---------- Entries supplied ----------

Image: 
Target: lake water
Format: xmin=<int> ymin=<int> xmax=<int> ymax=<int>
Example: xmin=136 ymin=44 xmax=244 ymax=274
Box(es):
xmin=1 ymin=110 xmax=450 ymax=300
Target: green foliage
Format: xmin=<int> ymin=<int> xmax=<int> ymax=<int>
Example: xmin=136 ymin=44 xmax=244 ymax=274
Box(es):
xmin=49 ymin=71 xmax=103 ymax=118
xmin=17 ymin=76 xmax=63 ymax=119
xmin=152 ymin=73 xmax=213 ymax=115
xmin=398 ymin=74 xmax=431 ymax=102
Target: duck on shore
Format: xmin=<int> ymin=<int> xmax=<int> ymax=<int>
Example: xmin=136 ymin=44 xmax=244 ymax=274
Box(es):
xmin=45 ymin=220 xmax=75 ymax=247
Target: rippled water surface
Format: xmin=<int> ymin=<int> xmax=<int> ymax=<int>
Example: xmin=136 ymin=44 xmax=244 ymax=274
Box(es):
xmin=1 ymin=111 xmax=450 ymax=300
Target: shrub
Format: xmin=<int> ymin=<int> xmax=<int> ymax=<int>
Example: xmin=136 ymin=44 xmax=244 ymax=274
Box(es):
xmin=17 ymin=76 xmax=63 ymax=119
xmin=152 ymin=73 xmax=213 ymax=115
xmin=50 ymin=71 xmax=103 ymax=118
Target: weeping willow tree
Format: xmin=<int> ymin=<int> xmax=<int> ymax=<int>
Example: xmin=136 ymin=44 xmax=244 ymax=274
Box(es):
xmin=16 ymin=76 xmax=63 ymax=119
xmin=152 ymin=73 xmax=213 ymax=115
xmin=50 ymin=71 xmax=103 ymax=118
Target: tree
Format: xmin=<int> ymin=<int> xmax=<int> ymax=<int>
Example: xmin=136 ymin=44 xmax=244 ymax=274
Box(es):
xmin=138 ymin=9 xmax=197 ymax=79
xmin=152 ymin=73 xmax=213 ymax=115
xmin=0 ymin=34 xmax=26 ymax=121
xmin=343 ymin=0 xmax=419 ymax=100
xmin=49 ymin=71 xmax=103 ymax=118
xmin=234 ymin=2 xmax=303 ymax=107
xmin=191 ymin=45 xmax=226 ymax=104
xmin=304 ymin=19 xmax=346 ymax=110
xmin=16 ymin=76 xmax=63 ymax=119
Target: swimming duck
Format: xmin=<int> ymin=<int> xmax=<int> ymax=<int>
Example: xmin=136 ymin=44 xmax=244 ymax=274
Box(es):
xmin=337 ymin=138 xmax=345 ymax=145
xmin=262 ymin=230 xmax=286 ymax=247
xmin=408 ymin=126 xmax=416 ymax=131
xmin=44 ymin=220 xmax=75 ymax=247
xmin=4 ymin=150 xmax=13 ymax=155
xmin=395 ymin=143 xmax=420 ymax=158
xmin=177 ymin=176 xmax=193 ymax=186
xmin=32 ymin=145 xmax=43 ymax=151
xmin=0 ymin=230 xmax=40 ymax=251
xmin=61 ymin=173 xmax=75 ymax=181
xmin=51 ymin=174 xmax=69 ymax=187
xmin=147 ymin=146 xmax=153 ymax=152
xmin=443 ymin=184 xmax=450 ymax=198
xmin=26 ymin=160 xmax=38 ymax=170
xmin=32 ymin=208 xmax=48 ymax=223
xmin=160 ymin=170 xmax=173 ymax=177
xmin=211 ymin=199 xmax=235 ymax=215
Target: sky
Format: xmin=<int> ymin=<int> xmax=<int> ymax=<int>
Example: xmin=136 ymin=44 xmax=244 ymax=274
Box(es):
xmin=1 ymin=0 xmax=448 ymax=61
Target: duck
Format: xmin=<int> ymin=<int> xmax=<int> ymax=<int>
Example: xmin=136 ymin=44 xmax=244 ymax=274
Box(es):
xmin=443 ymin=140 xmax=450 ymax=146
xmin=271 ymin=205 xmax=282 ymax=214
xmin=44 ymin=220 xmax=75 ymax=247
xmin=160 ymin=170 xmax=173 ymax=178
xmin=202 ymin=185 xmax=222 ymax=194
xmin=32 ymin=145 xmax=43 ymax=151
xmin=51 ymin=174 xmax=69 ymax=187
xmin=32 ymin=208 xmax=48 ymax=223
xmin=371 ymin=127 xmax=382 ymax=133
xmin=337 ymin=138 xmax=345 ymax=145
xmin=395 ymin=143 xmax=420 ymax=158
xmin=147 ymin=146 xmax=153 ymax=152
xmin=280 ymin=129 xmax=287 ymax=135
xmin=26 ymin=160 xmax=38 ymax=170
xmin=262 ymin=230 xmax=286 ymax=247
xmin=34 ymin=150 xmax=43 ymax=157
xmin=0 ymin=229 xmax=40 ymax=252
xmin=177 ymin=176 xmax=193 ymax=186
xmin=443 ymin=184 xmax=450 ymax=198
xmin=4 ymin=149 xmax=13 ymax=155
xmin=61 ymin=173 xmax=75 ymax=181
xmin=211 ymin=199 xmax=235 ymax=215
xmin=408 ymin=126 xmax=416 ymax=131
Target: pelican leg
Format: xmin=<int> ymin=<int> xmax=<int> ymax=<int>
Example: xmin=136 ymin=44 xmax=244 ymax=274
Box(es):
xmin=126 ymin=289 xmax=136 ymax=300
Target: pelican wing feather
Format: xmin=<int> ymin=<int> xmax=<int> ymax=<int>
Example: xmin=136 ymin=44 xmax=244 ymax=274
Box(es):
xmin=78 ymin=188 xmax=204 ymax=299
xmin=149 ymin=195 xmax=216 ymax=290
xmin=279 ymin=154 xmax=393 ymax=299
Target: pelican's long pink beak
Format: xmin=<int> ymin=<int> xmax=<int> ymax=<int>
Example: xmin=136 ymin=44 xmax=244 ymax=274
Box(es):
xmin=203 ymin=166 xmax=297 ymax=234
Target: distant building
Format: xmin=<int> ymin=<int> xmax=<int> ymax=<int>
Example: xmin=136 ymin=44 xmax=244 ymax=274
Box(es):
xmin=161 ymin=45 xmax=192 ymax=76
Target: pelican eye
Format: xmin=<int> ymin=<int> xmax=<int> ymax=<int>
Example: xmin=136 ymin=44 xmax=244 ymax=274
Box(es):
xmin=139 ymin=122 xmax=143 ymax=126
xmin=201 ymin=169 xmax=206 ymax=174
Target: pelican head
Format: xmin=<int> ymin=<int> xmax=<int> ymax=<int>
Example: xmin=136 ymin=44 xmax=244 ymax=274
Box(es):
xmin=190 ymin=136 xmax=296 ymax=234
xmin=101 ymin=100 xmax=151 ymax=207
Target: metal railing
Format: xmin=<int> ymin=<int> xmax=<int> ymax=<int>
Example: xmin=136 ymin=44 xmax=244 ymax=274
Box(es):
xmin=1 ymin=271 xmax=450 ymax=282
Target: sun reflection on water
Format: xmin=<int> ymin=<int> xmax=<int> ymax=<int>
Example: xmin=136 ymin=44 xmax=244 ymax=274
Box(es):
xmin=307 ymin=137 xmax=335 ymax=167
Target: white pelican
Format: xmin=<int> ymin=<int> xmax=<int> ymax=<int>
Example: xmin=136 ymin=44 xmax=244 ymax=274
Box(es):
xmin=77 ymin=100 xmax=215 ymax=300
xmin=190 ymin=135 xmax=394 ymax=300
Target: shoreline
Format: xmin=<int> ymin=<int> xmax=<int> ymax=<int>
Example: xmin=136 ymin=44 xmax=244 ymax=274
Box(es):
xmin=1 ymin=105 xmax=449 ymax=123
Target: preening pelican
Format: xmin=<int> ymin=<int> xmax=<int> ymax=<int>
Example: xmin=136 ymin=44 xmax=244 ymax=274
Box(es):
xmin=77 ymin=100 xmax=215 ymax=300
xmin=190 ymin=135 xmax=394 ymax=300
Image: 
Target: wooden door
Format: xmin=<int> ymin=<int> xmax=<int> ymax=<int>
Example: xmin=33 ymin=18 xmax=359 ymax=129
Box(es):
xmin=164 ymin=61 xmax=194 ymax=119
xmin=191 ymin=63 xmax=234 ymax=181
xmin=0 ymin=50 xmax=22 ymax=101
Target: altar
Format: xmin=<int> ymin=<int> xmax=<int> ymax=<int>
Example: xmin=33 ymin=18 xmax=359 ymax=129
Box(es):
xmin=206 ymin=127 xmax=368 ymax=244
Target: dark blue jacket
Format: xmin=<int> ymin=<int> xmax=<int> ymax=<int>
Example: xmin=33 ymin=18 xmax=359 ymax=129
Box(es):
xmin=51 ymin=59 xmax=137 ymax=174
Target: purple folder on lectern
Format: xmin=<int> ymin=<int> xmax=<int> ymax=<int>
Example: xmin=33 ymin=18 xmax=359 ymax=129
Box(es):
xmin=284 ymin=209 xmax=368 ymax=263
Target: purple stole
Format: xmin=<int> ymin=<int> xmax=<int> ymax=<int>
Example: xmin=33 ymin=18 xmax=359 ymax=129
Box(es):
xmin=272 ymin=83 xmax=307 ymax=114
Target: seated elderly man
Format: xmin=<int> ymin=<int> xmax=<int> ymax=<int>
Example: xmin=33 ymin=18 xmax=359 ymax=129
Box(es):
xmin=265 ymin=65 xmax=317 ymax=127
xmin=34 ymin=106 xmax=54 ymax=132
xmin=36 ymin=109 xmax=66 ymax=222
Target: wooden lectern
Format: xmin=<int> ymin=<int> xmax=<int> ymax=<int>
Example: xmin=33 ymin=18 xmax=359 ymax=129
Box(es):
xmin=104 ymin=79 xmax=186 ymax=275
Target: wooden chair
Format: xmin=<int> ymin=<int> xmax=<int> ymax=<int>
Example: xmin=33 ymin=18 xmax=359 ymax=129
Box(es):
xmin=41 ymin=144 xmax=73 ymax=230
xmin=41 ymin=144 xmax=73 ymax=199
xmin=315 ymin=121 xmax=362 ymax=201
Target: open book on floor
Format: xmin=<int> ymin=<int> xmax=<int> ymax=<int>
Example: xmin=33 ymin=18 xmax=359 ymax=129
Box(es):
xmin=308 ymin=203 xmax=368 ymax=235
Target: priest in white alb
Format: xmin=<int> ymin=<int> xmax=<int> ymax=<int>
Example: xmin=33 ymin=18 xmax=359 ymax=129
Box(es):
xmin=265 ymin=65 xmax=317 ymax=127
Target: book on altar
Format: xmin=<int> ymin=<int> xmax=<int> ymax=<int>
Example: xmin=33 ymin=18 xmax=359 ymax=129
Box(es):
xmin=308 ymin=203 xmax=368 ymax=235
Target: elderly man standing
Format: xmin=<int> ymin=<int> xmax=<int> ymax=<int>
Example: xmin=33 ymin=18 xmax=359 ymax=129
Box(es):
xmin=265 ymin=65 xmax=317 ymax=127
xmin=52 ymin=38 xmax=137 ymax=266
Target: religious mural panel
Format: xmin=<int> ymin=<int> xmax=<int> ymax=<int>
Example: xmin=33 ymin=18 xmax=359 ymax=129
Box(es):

----------

**Exercise aim:** How many lines in the listing above have the word "lectern" in them? Count them and give the number alone.

**Result for this exercise:** 2